Ray (Southeast Texas)
Beauty is truly in the eye of the beholder. I see clean, renewable energy and I love it!
Barry Schiller (North Providence RI)
But it is far from "clean" - it ruins farmland and in Rhode Island the same solar "farm" issue threatens loss of large tracts of woodland and the destruction of the creatures that live there. Similarly the transmission of "clean" hydro power from Quebec threatens mountain landscapes all across northern New England. There is no such thing as "clean" energy - they all have impacts from manufacture, siting, maintenance, transmission, disposal...though some, especially coal and oil, are worse than others.
Richard Schumacher (The Benighted States of America)
Indeed so. And, guess what: the energy source with the smallest environmental footprint by far is nuclear.
Maria (California)
Is there Koch Brothers money fueling this fight over fuel?
Elizabeth (NYC)
I'd also love to know the answer to that. As reported in the Times, the Kochs are fueling and funding opposition to public transit projects across the country and I wouldn't be at all surprised if their dark money is in this too.
bill (Seattle)
Hey Paul Jewell: Do you know what _is_ located in the greater Seattle area? The taxpayers who fund your subsidized county. Stop accepting more tax money from the state than you contribute, and maybe Seattle will be inclined to leave you alone in your rural impoverishment.

▸ **Stated goal 1**
Copy the stretch of the reader comments from "Richard Schumacher (The" through "bill (Seattle)".
▸ **Stated goal 2**
In the reader comments, which energy source does Richard Schumacher say has the smallest environmental footprint?
▸ **Stated goal 3**
List the name of every commenter in the reader comments.

▸ **Excerpted data**
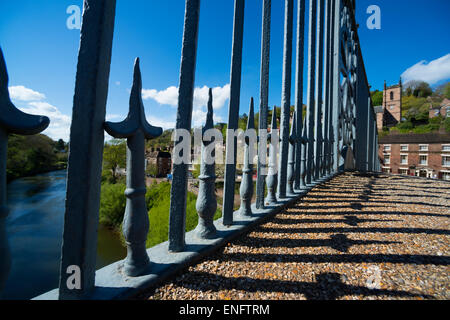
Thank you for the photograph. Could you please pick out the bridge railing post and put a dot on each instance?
(178, 192)
(311, 91)
(285, 99)
(299, 92)
(136, 130)
(264, 103)
(318, 138)
(79, 247)
(233, 112)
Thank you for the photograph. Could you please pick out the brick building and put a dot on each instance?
(390, 113)
(424, 155)
(443, 110)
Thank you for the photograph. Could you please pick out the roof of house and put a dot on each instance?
(415, 138)
(378, 109)
(159, 154)
(445, 103)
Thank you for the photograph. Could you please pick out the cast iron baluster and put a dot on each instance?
(135, 129)
(272, 175)
(233, 111)
(291, 161)
(264, 102)
(304, 145)
(246, 189)
(285, 99)
(178, 191)
(318, 93)
(299, 89)
(12, 121)
(87, 139)
(206, 201)
(311, 91)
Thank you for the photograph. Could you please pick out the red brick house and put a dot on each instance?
(424, 155)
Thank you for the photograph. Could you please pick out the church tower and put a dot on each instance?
(392, 104)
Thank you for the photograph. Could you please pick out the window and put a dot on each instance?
(423, 147)
(446, 161)
(423, 160)
(403, 159)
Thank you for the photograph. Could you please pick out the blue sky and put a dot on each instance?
(41, 53)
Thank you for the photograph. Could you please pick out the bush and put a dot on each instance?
(112, 209)
(447, 124)
(112, 204)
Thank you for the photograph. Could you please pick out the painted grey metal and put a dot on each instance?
(136, 130)
(233, 110)
(178, 192)
(331, 53)
(246, 189)
(206, 204)
(318, 92)
(304, 145)
(264, 100)
(12, 121)
(299, 89)
(285, 98)
(336, 86)
(272, 175)
(79, 246)
(326, 101)
(291, 159)
(311, 91)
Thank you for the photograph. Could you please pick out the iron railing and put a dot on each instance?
(338, 133)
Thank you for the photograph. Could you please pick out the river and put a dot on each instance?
(34, 228)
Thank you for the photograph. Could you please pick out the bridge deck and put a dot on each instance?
(355, 237)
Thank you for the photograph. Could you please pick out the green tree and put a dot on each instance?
(377, 97)
(423, 90)
(114, 157)
(152, 169)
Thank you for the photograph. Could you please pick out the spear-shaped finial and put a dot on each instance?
(136, 115)
(135, 129)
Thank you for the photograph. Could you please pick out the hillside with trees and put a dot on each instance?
(31, 155)
(418, 98)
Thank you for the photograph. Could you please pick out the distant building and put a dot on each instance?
(390, 113)
(162, 160)
(443, 109)
(424, 155)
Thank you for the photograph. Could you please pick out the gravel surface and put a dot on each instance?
(355, 237)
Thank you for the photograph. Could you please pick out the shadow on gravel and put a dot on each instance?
(328, 286)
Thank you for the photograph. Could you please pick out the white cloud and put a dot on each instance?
(432, 72)
(158, 122)
(22, 93)
(59, 127)
(169, 96)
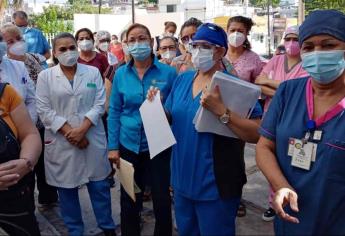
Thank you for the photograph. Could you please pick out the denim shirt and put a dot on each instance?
(125, 126)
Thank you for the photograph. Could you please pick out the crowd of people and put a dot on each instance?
(70, 124)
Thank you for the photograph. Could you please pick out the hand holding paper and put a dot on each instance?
(157, 129)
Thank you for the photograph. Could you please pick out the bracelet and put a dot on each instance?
(29, 164)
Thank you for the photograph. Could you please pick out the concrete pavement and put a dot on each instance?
(255, 195)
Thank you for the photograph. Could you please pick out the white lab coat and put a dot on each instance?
(15, 73)
(67, 166)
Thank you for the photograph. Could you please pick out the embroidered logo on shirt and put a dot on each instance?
(91, 85)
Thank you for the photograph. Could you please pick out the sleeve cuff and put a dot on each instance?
(57, 124)
(267, 134)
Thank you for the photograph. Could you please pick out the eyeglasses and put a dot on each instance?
(291, 39)
(171, 48)
(185, 39)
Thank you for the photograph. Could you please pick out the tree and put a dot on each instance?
(264, 3)
(53, 19)
(311, 5)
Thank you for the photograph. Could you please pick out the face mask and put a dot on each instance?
(292, 48)
(18, 48)
(3, 50)
(236, 39)
(23, 29)
(188, 46)
(140, 51)
(68, 58)
(203, 59)
(103, 46)
(169, 55)
(85, 45)
(324, 66)
(125, 49)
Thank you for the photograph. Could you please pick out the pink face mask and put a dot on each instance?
(292, 48)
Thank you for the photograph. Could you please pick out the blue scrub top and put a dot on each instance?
(192, 169)
(321, 190)
(125, 126)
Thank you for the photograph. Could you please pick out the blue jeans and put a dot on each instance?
(213, 217)
(99, 192)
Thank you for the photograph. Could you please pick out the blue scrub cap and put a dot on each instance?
(212, 33)
(330, 22)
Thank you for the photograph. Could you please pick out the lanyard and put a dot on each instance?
(335, 110)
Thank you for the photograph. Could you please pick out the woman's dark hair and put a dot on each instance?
(248, 24)
(136, 25)
(56, 38)
(169, 24)
(123, 35)
(88, 31)
(191, 22)
(168, 38)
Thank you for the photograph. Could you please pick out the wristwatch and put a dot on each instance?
(29, 164)
(225, 118)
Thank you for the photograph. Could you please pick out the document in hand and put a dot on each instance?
(238, 95)
(157, 129)
(126, 176)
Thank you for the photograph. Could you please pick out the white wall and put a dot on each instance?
(115, 24)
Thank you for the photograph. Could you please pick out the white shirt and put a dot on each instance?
(15, 73)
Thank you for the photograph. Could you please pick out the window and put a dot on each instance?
(171, 8)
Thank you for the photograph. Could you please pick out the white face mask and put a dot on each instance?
(68, 58)
(18, 48)
(169, 55)
(103, 46)
(236, 39)
(203, 59)
(85, 45)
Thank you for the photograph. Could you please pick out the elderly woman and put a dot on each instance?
(208, 170)
(127, 137)
(17, 50)
(102, 44)
(301, 150)
(20, 147)
(70, 101)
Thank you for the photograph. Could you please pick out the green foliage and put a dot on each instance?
(311, 5)
(263, 3)
(55, 19)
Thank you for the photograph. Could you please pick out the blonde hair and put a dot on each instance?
(13, 30)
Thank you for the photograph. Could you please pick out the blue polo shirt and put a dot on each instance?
(320, 190)
(192, 165)
(125, 126)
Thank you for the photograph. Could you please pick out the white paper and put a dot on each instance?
(157, 129)
(126, 177)
(238, 95)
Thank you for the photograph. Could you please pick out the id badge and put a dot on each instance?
(302, 155)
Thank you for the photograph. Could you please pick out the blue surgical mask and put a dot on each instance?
(140, 51)
(23, 29)
(324, 66)
(3, 50)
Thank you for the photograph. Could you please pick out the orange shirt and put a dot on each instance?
(9, 101)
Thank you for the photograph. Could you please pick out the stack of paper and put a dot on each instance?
(238, 95)
(157, 129)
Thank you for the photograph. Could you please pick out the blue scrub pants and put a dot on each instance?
(99, 192)
(213, 217)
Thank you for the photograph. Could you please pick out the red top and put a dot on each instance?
(117, 50)
(99, 61)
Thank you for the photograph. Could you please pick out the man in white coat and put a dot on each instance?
(70, 103)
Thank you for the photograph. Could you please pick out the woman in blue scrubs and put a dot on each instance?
(208, 170)
(127, 137)
(301, 150)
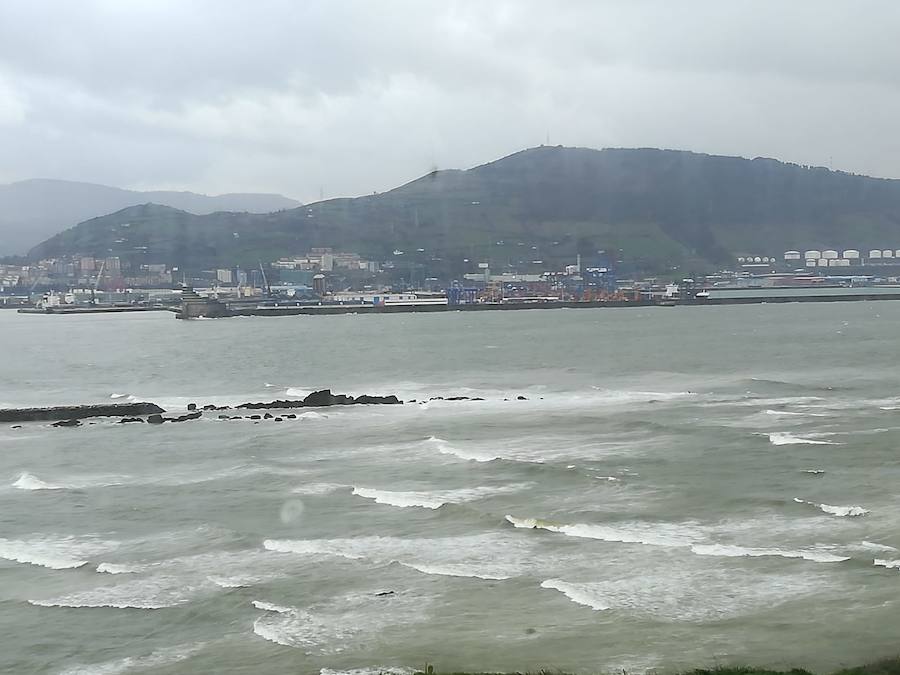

▸ **Solution 1**
Richard Schumacher (The Benighted States of America)
Indeed so. And, guess what: the energy source with the smallest environmental footprint by far is nuclear.
Maria (California)
Is there Koch Brothers money fueling this fight over fuel?
Elizabeth (NYC)
I'd also love to know the answer to that. As reported in the Times, the Kochs are fueling and funding opposition to public transit projects across the country and I wouldn't be at all surprised if their dark money is in this too.
bill (Seattle)

▸ **Solution 2**
Nuclear.

▸ **Solution 3**
Ray
Barry Schiller
Richard Schumacher
Maria
Elizabeth
bill